→ Instructions for the task
Reproduce word for word the stretch of the records that opens with the line containing "Return a bounding box for every satellite" and closes with the line containing "[119,47,131,97]", including both of those lines.

→ Material supplied
######
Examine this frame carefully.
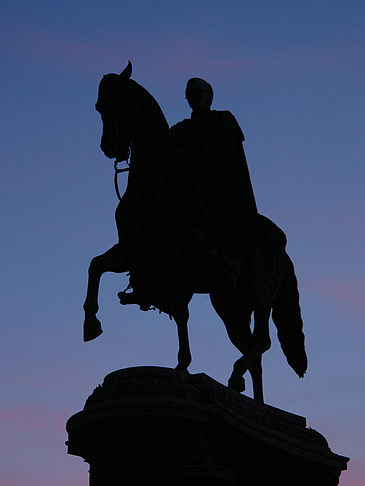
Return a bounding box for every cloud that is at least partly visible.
[2,22,358,76]
[306,277,365,322]
[0,402,70,433]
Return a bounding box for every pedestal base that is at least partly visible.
[67,367,348,486]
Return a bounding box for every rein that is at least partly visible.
[114,155,129,201]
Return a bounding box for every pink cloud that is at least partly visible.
[3,19,357,76]
[0,402,71,432]
[307,277,365,316]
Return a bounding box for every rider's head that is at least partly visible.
[185,78,213,110]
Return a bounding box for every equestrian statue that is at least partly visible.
[84,62,307,402]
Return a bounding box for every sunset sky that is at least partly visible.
[0,0,365,486]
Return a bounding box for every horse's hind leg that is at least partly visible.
[84,244,128,341]
[230,307,271,403]
[173,297,191,371]
[210,291,252,392]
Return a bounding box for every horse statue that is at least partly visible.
[84,62,307,403]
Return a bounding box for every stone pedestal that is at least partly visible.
[67,367,348,486]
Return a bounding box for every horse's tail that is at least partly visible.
[272,252,308,378]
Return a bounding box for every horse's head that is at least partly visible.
[95,62,136,162]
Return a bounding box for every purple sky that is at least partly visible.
[0,0,365,486]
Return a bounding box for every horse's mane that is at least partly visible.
[128,79,169,136]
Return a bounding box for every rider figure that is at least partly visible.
[170,78,257,286]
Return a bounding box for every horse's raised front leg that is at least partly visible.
[84,243,128,341]
[173,299,191,371]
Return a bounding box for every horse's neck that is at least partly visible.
[132,83,169,158]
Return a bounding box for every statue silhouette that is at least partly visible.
[84,63,307,402]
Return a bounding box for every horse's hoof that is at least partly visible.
[228,376,246,393]
[175,364,189,374]
[84,316,103,342]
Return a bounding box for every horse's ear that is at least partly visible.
[119,61,132,80]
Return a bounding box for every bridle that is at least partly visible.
[114,149,130,201]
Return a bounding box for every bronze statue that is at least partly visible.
[84,63,307,402]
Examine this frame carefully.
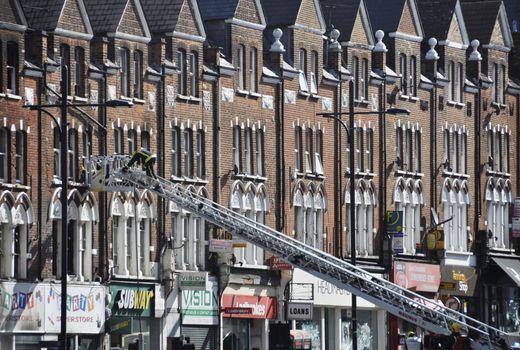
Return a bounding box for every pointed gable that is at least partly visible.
[350,5,373,45]
[117,1,146,37]
[447,14,465,44]
[296,0,324,29]
[175,0,202,36]
[57,0,91,34]
[235,0,262,24]
[398,1,422,36]
[0,0,27,30]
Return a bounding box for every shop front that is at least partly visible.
[106,283,164,350]
[390,261,442,350]
[287,269,386,350]
[481,256,520,333]
[177,273,219,350]
[0,282,105,350]
[439,265,477,317]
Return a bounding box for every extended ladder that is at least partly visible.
[93,156,510,349]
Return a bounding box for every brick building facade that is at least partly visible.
[0,0,520,349]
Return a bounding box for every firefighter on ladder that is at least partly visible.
[123,147,161,190]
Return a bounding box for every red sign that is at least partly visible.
[394,261,441,293]
[268,256,293,270]
[222,294,277,319]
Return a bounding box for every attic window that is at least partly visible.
[299,49,309,93]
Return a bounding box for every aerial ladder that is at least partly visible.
[91,156,514,349]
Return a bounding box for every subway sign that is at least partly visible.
[110,284,155,317]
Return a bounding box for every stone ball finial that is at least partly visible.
[330,28,340,41]
[425,38,439,61]
[374,29,388,52]
[469,39,482,61]
[269,28,285,52]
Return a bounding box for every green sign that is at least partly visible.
[110,283,155,317]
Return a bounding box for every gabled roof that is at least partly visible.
[262,0,327,32]
[20,0,65,30]
[84,0,150,38]
[417,0,469,45]
[20,0,92,39]
[367,0,424,37]
[197,0,265,26]
[461,0,513,48]
[141,0,206,37]
[320,0,374,44]
[502,0,520,32]
[0,0,27,31]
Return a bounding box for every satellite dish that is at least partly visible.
[430,208,439,226]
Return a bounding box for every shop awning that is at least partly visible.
[492,257,520,287]
[440,265,477,297]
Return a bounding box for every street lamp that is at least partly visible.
[24,64,133,349]
[316,80,410,350]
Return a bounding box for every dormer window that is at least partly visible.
[299,49,309,93]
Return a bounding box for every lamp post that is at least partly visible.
[24,65,133,349]
[316,80,410,350]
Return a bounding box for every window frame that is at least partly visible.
[133,50,143,99]
[177,48,187,96]
[119,47,131,97]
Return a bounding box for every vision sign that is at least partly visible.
[181,280,219,325]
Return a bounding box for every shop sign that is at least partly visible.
[292,268,374,309]
[268,256,293,270]
[45,284,105,334]
[181,280,219,326]
[513,197,520,218]
[179,272,208,290]
[287,303,312,320]
[512,217,520,238]
[0,282,45,333]
[110,284,155,317]
[440,265,477,296]
[209,239,233,253]
[394,261,441,293]
[222,294,277,319]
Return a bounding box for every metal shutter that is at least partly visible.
[181,326,217,350]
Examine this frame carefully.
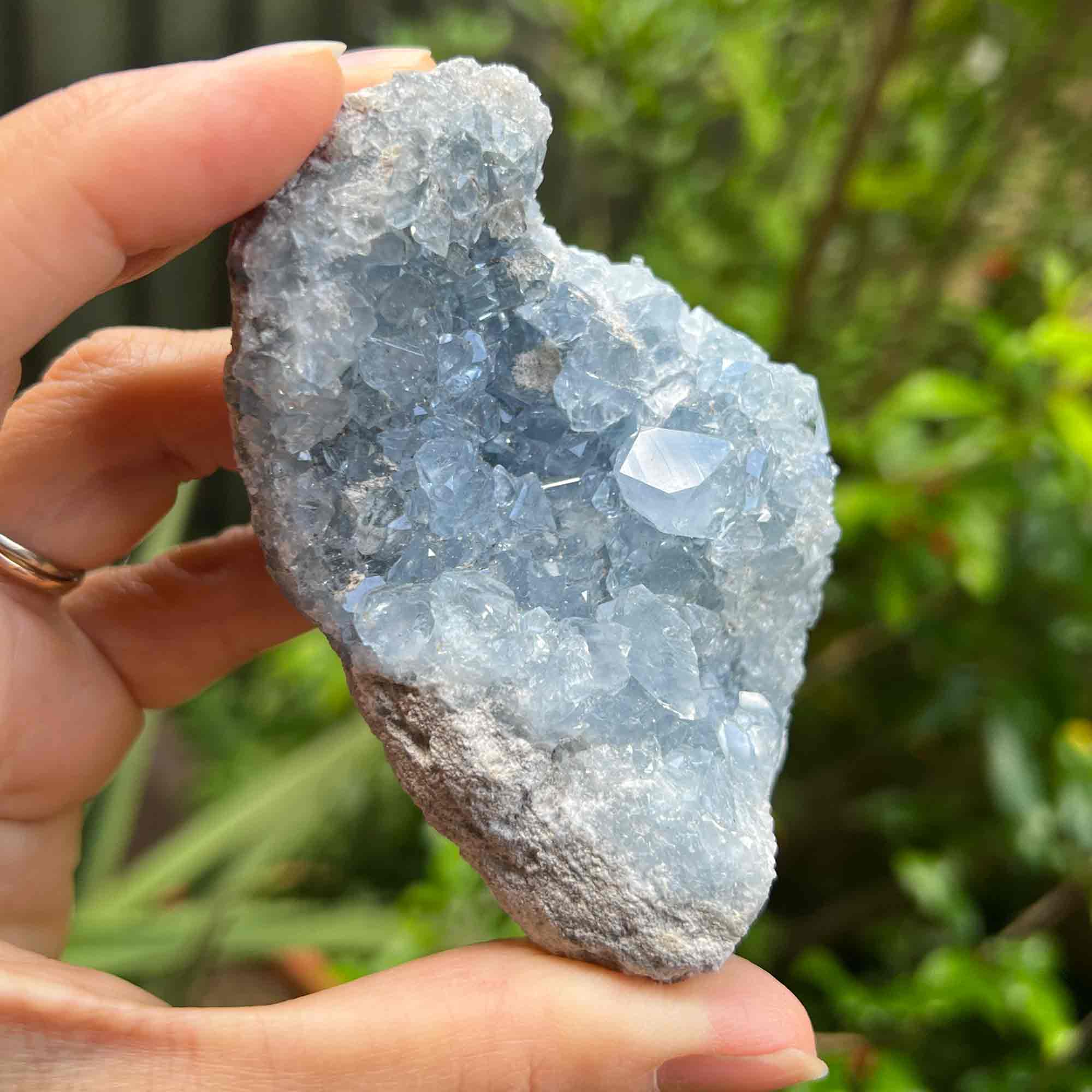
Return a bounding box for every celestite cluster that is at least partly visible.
[227,60,838,981]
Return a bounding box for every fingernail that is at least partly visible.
[339,46,436,92]
[656,1048,830,1092]
[232,40,346,60]
[339,46,432,72]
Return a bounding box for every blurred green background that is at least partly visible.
[6,0,1092,1092]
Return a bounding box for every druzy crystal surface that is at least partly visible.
[227,60,838,981]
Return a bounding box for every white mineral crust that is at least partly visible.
[226,60,838,981]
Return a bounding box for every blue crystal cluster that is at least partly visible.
[230,60,838,948]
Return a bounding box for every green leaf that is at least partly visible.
[1048,391,1092,468]
[64,899,400,976]
[948,499,1007,600]
[80,716,380,915]
[893,850,982,941]
[876,368,1000,420]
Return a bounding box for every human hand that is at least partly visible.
[0,43,823,1092]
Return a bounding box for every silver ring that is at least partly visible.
[0,535,85,595]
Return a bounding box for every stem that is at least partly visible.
[80,482,201,892]
[778,0,917,360]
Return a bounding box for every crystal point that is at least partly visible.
[226,59,838,981]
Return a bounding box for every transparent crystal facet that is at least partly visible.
[615,428,732,538]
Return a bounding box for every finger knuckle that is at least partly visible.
[25,73,135,144]
[43,327,140,383]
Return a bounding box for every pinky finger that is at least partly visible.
[64,527,311,709]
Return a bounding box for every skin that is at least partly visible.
[0,43,822,1092]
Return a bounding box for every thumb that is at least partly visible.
[183,941,826,1092]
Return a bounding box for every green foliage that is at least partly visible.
[62,0,1092,1092]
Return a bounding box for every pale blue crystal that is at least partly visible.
[228,60,838,978]
[615,428,729,538]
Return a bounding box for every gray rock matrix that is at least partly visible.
[226,60,838,982]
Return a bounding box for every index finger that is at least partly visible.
[0,41,430,407]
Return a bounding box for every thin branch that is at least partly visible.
[778,0,917,360]
[997,879,1088,940]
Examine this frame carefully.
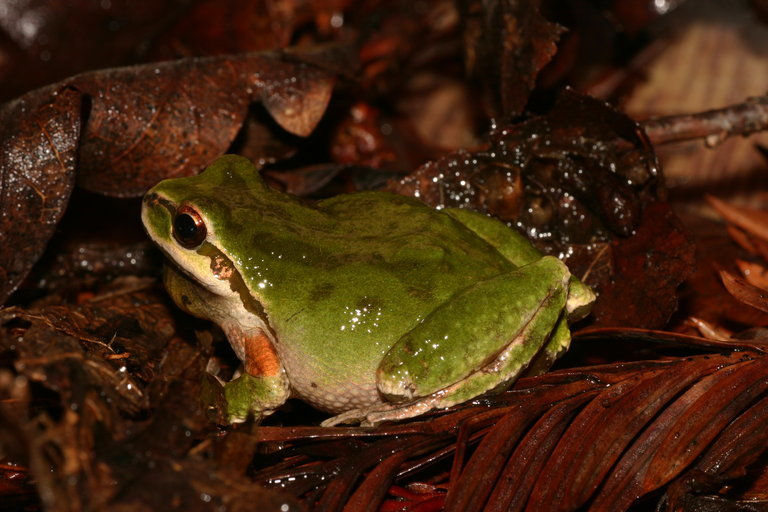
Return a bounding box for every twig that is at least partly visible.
[642,96,768,147]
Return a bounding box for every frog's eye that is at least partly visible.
[173,205,208,249]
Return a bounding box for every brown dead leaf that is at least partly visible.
[460,0,565,122]
[706,196,768,242]
[720,270,768,313]
[736,260,768,290]
[588,202,695,329]
[0,87,81,304]
[69,53,334,197]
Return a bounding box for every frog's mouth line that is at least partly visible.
[195,242,274,328]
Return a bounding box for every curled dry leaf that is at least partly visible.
[69,53,335,197]
[460,0,565,120]
[0,87,81,304]
[706,196,768,242]
[246,351,768,511]
[388,92,694,328]
[720,270,768,313]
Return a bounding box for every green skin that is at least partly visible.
[142,155,594,425]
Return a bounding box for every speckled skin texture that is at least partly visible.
[143,156,592,424]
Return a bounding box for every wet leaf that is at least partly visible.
[460,0,564,122]
[593,202,694,328]
[70,50,334,197]
[0,88,81,304]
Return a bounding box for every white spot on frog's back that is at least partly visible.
[339,297,384,335]
[279,343,381,414]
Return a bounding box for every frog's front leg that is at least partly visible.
[222,321,290,423]
[324,256,571,425]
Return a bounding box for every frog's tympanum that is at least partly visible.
[142,155,594,425]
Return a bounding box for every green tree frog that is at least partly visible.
[142,155,594,425]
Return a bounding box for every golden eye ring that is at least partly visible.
[173,205,208,249]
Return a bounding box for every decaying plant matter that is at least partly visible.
[0,0,768,511]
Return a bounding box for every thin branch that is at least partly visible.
[642,96,768,147]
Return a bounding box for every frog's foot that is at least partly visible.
[324,256,570,425]
[320,393,441,427]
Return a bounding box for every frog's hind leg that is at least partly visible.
[323,256,570,425]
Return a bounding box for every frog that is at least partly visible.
[142,155,595,426]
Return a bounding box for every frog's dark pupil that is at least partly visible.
[173,213,197,241]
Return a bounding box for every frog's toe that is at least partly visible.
[320,409,367,427]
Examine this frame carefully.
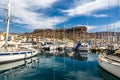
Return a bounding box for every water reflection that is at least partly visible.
[0,57,39,80]
[98,66,120,80]
[0,51,118,80]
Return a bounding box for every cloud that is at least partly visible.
[0,0,67,29]
[85,21,120,32]
[91,14,108,18]
[62,0,118,16]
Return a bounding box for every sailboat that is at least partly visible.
[0,0,38,64]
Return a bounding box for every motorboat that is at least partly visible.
[74,42,90,52]
[0,0,38,64]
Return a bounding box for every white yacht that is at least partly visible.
[0,0,37,64]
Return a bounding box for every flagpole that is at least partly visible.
[5,0,11,45]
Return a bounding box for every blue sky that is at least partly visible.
[0,0,120,33]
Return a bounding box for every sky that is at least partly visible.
[0,0,120,33]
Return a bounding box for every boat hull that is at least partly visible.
[0,51,37,64]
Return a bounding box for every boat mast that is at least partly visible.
[5,0,11,45]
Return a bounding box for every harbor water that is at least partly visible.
[0,51,119,80]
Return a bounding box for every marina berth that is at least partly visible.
[0,0,38,64]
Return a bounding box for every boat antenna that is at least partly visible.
[5,0,11,45]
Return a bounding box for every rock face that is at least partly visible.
[24,26,88,40]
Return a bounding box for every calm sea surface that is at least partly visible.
[0,51,119,80]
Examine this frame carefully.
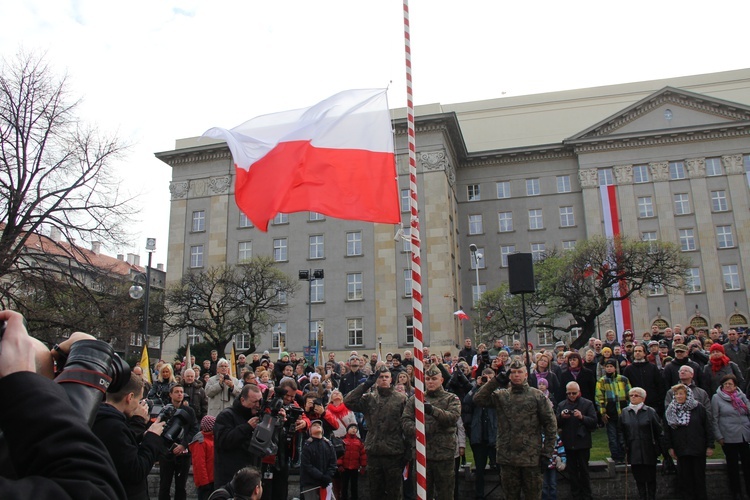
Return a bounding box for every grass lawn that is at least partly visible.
[466,428,724,463]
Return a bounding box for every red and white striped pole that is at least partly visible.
[404,0,427,500]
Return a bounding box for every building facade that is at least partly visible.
[157,70,750,360]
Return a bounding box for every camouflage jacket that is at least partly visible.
[401,387,461,460]
[474,378,557,467]
[344,384,407,457]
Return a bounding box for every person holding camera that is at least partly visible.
[206,358,241,418]
[92,374,166,500]
[0,310,126,500]
[159,385,199,500]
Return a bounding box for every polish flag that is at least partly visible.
[203,89,401,231]
[599,186,632,341]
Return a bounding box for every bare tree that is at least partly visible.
[165,257,297,352]
[0,53,134,338]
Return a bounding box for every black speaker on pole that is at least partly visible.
[508,253,536,295]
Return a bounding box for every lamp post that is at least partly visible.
[128,238,156,360]
[299,269,325,368]
[469,243,484,341]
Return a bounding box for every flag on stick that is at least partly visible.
[203,89,401,231]
[138,345,152,384]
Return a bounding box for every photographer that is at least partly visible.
[159,385,200,500]
[0,311,125,499]
[206,360,241,418]
[92,374,166,500]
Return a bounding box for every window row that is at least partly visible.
[469,207,576,234]
[458,175,571,201]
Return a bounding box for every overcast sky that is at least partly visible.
[0,0,750,263]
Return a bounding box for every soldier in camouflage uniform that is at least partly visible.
[344,366,409,500]
[474,360,557,500]
[401,364,461,500]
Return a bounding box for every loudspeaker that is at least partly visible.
[508,253,536,295]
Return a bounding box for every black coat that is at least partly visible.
[0,372,125,500]
[624,406,663,466]
[556,397,598,451]
[214,398,259,486]
[92,403,166,500]
[664,403,714,457]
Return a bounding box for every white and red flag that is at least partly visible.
[203,89,401,231]
[599,186,632,341]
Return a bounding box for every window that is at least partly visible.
[638,196,654,218]
[471,284,487,307]
[346,318,364,346]
[633,165,649,184]
[405,316,414,344]
[240,212,253,227]
[273,238,287,262]
[536,328,555,345]
[234,333,253,350]
[310,278,326,302]
[674,193,690,215]
[716,226,734,248]
[686,267,702,293]
[680,229,695,252]
[466,184,481,201]
[560,207,576,227]
[469,214,484,234]
[495,182,510,199]
[529,208,544,229]
[193,210,206,233]
[557,175,570,193]
[346,273,362,300]
[497,212,513,233]
[531,243,545,262]
[190,245,203,267]
[469,247,484,269]
[237,241,253,262]
[669,161,685,181]
[500,245,516,267]
[706,158,722,177]
[721,264,740,290]
[711,191,729,212]
[526,179,542,196]
[401,227,411,252]
[309,234,325,259]
[401,189,411,212]
[641,231,656,253]
[346,231,362,257]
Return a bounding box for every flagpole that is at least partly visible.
[404,0,427,500]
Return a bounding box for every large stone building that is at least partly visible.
[157,69,750,360]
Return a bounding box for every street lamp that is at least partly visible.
[128,238,156,360]
[299,269,325,367]
[469,243,484,339]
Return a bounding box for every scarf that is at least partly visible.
[709,355,729,373]
[665,387,698,429]
[724,386,748,415]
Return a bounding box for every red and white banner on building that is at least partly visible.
[599,186,632,341]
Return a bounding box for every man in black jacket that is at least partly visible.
[0,310,125,500]
[92,374,166,500]
[159,385,200,500]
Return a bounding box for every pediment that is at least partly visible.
[565,87,750,142]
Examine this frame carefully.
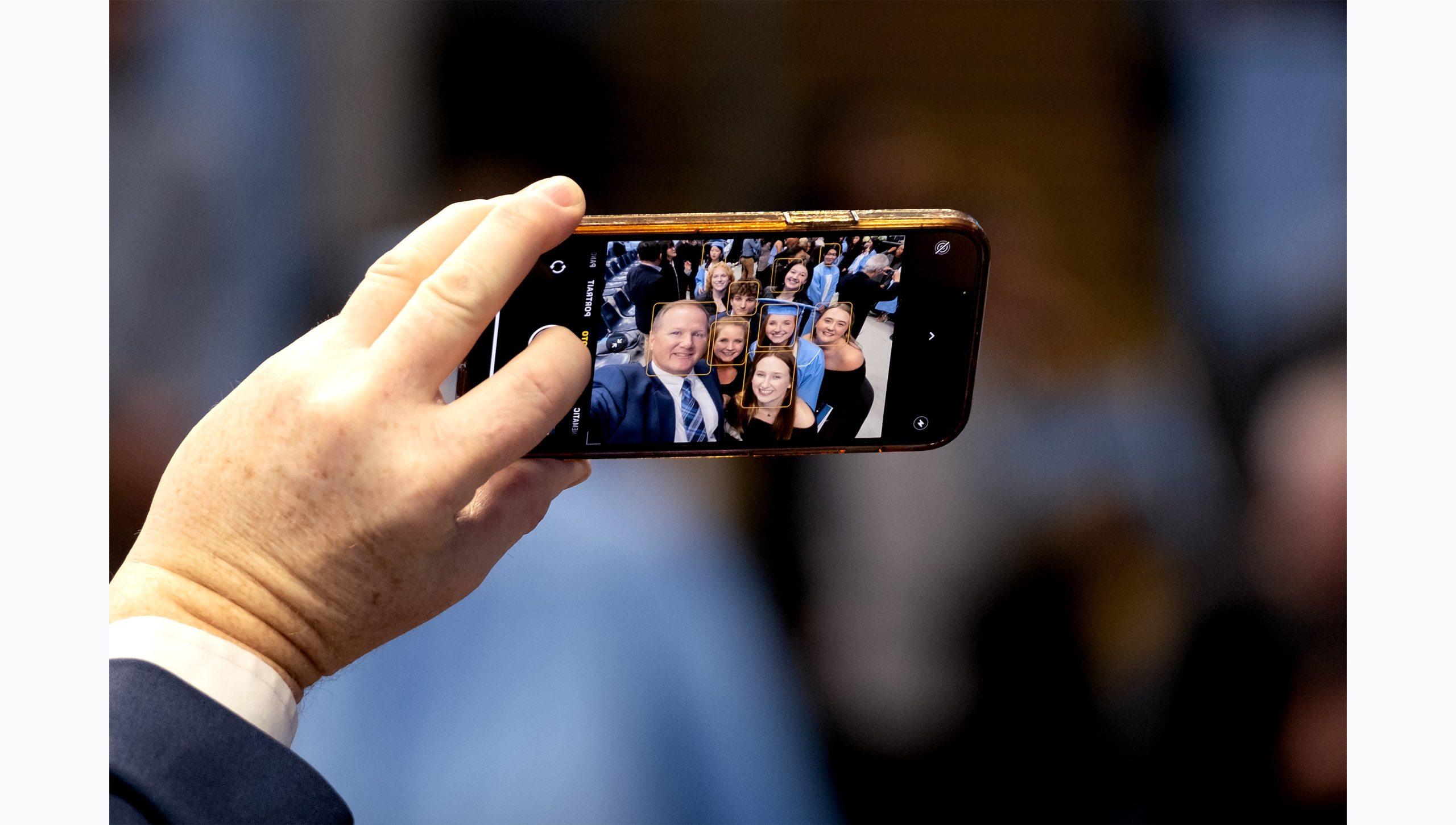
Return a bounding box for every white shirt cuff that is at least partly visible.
[111,615,299,747]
######
→ Written response
Return a bounding box for every satellite dish that is at least partly visible.
[430,208,439,226]
Return a bounding box for every shop awning that is at least partly visible.
[492,257,520,287]
[440,265,477,297]
Return a bounding box for every street lamp that is at least partly visible.
[24,64,133,349]
[316,80,410,350]
Return a bounding box for every dormer window that is at least partly visible.
[299,49,309,93]
Return a bounding box for every lamp post that is at least partly visible.
[24,65,133,349]
[316,80,410,350]
Return a bounding box for every window frame that is at least partly visible.
[133,50,143,99]
[177,48,187,96]
[119,47,131,97]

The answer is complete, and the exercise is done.